→ Prompt
Format all of the data below as a JSON list of strings, one string per line, with blank lines omitted. Leave the pictures out of your answer.

[Location identification items]
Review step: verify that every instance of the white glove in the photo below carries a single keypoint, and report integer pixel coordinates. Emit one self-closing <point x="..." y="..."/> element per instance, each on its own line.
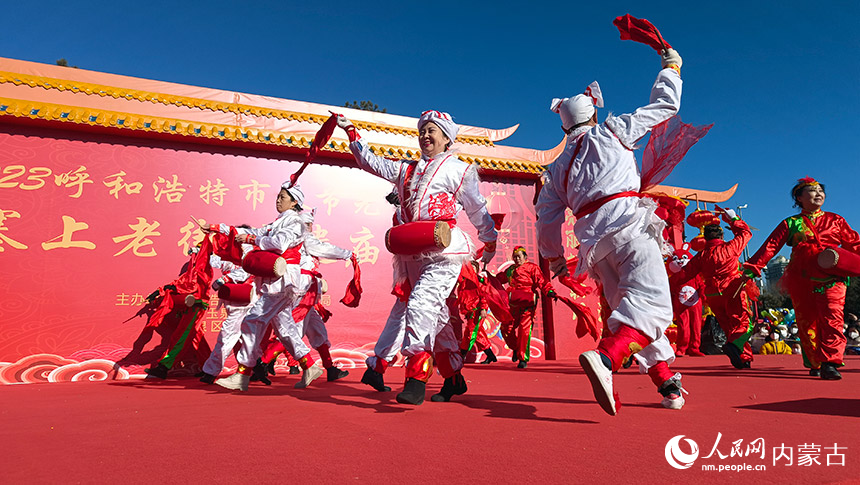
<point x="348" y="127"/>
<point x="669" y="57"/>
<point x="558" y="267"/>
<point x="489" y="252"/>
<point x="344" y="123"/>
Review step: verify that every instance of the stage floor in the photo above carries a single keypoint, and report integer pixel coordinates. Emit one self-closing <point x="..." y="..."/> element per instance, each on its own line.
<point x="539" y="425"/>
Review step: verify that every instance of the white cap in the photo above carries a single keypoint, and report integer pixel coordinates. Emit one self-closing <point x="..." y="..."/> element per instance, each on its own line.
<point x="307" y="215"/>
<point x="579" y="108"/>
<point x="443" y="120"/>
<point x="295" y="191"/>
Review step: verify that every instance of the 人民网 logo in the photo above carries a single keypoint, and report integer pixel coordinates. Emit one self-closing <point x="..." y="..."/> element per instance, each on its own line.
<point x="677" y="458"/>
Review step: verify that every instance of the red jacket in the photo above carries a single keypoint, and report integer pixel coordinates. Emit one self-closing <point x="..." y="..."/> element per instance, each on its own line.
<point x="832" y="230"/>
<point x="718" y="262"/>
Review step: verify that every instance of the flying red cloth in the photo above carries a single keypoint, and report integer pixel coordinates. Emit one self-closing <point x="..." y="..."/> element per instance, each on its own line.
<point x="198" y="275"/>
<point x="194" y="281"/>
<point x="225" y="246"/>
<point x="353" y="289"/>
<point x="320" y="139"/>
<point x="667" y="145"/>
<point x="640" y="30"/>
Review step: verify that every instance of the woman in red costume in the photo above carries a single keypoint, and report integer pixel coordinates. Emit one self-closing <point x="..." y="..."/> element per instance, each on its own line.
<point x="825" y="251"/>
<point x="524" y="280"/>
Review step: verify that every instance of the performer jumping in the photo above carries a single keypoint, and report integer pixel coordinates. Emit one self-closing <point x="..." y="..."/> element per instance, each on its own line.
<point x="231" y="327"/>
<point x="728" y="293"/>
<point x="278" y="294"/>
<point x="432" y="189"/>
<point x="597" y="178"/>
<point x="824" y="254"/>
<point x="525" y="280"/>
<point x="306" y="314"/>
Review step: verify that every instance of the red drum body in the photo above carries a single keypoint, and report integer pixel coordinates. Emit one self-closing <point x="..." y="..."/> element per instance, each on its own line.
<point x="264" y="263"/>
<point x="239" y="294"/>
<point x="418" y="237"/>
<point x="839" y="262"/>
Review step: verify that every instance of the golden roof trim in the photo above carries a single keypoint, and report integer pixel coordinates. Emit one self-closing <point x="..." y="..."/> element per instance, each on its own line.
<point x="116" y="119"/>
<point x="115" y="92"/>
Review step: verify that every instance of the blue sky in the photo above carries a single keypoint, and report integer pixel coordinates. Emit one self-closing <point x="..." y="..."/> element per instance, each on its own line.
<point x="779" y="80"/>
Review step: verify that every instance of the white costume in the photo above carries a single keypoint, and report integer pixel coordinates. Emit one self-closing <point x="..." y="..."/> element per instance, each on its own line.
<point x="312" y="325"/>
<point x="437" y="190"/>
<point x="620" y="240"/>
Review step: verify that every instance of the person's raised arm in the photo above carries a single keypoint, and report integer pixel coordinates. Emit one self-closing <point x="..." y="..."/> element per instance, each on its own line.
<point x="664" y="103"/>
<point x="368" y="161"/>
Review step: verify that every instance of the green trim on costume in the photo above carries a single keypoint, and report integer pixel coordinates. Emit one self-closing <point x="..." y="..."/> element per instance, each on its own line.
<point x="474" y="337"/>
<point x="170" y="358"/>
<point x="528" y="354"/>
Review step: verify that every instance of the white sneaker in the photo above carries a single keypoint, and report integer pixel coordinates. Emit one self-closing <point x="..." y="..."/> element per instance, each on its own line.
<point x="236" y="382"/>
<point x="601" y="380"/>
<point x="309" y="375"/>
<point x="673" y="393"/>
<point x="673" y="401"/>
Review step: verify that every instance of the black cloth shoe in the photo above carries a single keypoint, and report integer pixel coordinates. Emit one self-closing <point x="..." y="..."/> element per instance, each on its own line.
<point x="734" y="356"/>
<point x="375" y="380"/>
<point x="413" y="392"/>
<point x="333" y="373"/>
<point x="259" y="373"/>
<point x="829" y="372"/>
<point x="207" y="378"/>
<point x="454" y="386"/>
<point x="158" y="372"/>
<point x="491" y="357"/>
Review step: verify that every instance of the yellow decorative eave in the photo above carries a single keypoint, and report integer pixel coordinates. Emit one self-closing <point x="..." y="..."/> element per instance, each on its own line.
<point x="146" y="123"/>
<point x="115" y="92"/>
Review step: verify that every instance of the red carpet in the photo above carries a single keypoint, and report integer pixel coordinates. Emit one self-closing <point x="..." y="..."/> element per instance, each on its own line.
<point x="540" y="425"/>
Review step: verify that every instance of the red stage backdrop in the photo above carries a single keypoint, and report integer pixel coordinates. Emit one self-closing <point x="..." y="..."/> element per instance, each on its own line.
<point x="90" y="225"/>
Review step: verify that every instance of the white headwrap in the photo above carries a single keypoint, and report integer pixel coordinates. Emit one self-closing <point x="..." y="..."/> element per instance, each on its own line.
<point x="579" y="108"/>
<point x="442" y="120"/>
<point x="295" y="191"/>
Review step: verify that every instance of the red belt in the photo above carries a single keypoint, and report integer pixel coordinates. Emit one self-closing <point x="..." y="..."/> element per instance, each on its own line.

→ Completed task
[
  "Review step: verify that every instance of the white glove in the photo below carries a single keypoint, and report integer pixel coordinates. Emit one self-closing <point x=\"...\" y=\"...\"/> element per instance, each on its own line.",
  "<point x=\"348\" y=\"127\"/>",
  "<point x=\"669\" y=\"57\"/>",
  "<point x=\"558\" y=\"267\"/>",
  "<point x=\"489\" y=\"252\"/>",
  "<point x=\"344\" y=\"123\"/>",
  "Review step: verify that every instance of the stage floor in the photo above carries a single keypoint, and report integer pixel coordinates. Emit one self-closing <point x=\"...\" y=\"...\"/> element per instance, each on its own line.",
  "<point x=\"539\" y=\"425\"/>",
  "Review step: verify that every instance of the white cap in the photo above carries a single keypoint, and report integer pixel coordinates. Emit one self-closing <point x=\"...\" y=\"...\"/> element per instance, each on its own line.",
  "<point x=\"307\" y=\"215\"/>",
  "<point x=\"579\" y=\"108\"/>",
  "<point x=\"443\" y=\"120\"/>",
  "<point x=\"295\" y=\"191\"/>",
  "Review step: verify that every instance of the 人民网 logo in the photo above carries a single keypoint, and report integer pixel coordinates. Emit one self-closing <point x=\"...\" y=\"...\"/> element per instance, each on its own line.",
  "<point x=\"677\" y=\"458\"/>",
  "Review step: verify that every instance of the red jacket in the photo above carries a single keypoint, and report integer pixel coordinates. Emit one self-closing <point x=\"...\" y=\"...\"/> element per instance, each on its own line.",
  "<point x=\"832\" y=\"230\"/>",
  "<point x=\"718\" y=\"262\"/>",
  "Review step: verify that every instance of the flying red cloth in the photo above carries a single keypoint, and report integer pixel coordinates. Emit one self-closing <point x=\"...\" y=\"...\"/> element per instance, each on its own line.",
  "<point x=\"198\" y=\"275\"/>",
  "<point x=\"194\" y=\"281\"/>",
  "<point x=\"225\" y=\"246\"/>",
  "<point x=\"353\" y=\"289\"/>",
  "<point x=\"320\" y=\"139\"/>",
  "<point x=\"667\" y=\"145\"/>",
  "<point x=\"640\" y=\"30\"/>",
  "Review step: verify that every instance of the woman in red costume in the photo above carries a single keypoint, and report integer pixel coordinates. Emit one self-closing <point x=\"...\" y=\"...\"/> element per instance, each on its own line.",
  "<point x=\"825\" y=\"251\"/>",
  "<point x=\"524\" y=\"280\"/>",
  "Review step: verify that every instance of the performer jumping in the photo above carries a single keypoint, and report integer pixel coordinates. Emit one self-closing <point x=\"...\" y=\"...\"/> element per instance, each on its own line.",
  "<point x=\"231\" y=\"327\"/>",
  "<point x=\"728\" y=\"293\"/>",
  "<point x=\"278\" y=\"294\"/>",
  "<point x=\"432\" y=\"189\"/>",
  "<point x=\"597\" y=\"178\"/>",
  "<point x=\"824\" y=\"254\"/>",
  "<point x=\"525\" y=\"280\"/>",
  "<point x=\"306\" y=\"314\"/>",
  "Review step: verify that every instance of the red drum body in the photo above carries a single keypoint, and report integer pixel coordinates. Emit one self-closing <point x=\"...\" y=\"...\"/> element per instance, each on its own line.",
  "<point x=\"264\" y=\"263\"/>",
  "<point x=\"239\" y=\"294\"/>",
  "<point x=\"418\" y=\"237\"/>",
  "<point x=\"839\" y=\"262\"/>",
  "Review step: verify that every instance of the golden roof trim in the photo above carries a single keypoint, and report integer pixel coordinates. Emit one self-closing <point x=\"...\" y=\"...\"/> element per instance, each on its own line.",
  "<point x=\"116\" y=\"119\"/>",
  "<point x=\"115\" y=\"92\"/>",
  "Review step: verify that every instance of the blue sky in the photo above carries a single keypoint, and report integer pixel coordinates. Emit one self-closing <point x=\"...\" y=\"...\"/> element per instance, each on its own line.",
  "<point x=\"779\" y=\"80\"/>",
  "Review step: verify that every instance of the white costume in the photo above carries a single keypoint, and report integer pixel coordinates. Emit one self-closing <point x=\"...\" y=\"...\"/> element per instance, each on its own line.",
  "<point x=\"312\" y=\"325\"/>",
  "<point x=\"437\" y=\"190\"/>",
  "<point x=\"620\" y=\"240\"/>",
  "Review step: verify that every instance of the person's raised arm in the photo above carries a single keypoint, and report integer pixel coordinates. Emit one self-closing <point x=\"...\" y=\"...\"/> element per instance, each on its own line.",
  "<point x=\"664\" y=\"103\"/>",
  "<point x=\"368\" y=\"161\"/>",
  "Review step: verify that every instance of the green trim on costume in the photo above carries a single keypoint, and report integer pixel coordinates. Emit one self-closing <point x=\"...\" y=\"...\"/> element per instance, each on its own line.",
  "<point x=\"474\" y=\"337\"/>",
  "<point x=\"170\" y=\"358\"/>",
  "<point x=\"528\" y=\"354\"/>",
  "Review step: verify that every instance of the white sneaker in the photo above carries a single keypoint, and report integer pixel coordinates. Emit one self-closing <point x=\"...\" y=\"...\"/> element per instance, each on its own line.",
  "<point x=\"236\" y=\"382\"/>",
  "<point x=\"601\" y=\"380\"/>",
  "<point x=\"309\" y=\"375\"/>",
  "<point x=\"673\" y=\"393\"/>",
  "<point x=\"673\" y=\"401\"/>",
  "Review step: verify that every instance of the black cloth shoe in the photo above carries a single keypoint, and report integer pixel coordinates. Emit one self-closing <point x=\"...\" y=\"...\"/> element per instance, each on its own line.",
  "<point x=\"734\" y=\"356\"/>",
  "<point x=\"375\" y=\"380\"/>",
  "<point x=\"413\" y=\"392\"/>",
  "<point x=\"333\" y=\"373\"/>",
  "<point x=\"259\" y=\"373\"/>",
  "<point x=\"829\" y=\"372\"/>",
  "<point x=\"207\" y=\"378\"/>",
  "<point x=\"454\" y=\"386\"/>",
  "<point x=\"158\" y=\"372\"/>",
  "<point x=\"491\" y=\"357\"/>",
  "Review step: verify that every instance of the yellow decorative eave in the photo above carries a single keypoint, and report integer pixel coordinates. Emit one self-closing <point x=\"...\" y=\"...\"/> element per instance, each on its own line.",
  "<point x=\"146\" y=\"123\"/>",
  "<point x=\"115\" y=\"92\"/>",
  "Review step: verify that every instance of the red carpet in the photo above carries a single keypoint, and report integer pixel coordinates. Emit one self-closing <point x=\"...\" y=\"...\"/> element per instance, each on its own line.",
  "<point x=\"540\" y=\"425\"/>",
  "Review step: verify that every instance of the red stage backdrop in the photo above carries a single keypoint, and report integer pixel coordinates. Emit one self-closing <point x=\"...\" y=\"...\"/> element per instance, each on its own line.",
  "<point x=\"90\" y=\"225\"/>",
  "Review step: verify that every instance of the white headwrap in the photo above carries a single keypoint, and report integer pixel coordinates. Emit one self-closing <point x=\"...\" y=\"...\"/> element per instance, each on its own line.",
  "<point x=\"579\" y=\"108\"/>",
  "<point x=\"442\" y=\"120\"/>",
  "<point x=\"295\" y=\"191\"/>",
  "Review step: verify that every instance of the red belt in the photo above carries a single keypoint, and report integer pixel coordinates. Emit one self-closing <point x=\"...\" y=\"...\"/> element per instance, each on its own line."
]